Extract every line of the records below and reproduce each one verbatim.

──────── SUPPLIED DATA

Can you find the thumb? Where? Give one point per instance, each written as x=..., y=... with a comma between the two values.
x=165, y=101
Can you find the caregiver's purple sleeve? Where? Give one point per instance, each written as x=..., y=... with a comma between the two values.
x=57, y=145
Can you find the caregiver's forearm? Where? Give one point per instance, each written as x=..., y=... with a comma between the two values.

────────────────

## TASK SOLUTION
Can you find the thumb? Where? Give one point per instance, each written as x=..., y=... with a comma between the two values.
x=165, y=101
Can you find the caregiver's purple sleeve? Where? Give one point per instance, each written as x=..., y=... with a comma between the two values.
x=57, y=145
Can you find the caregiver's forearm? Where? Give one point per instance, each written as x=..., y=... with a comma between the two values.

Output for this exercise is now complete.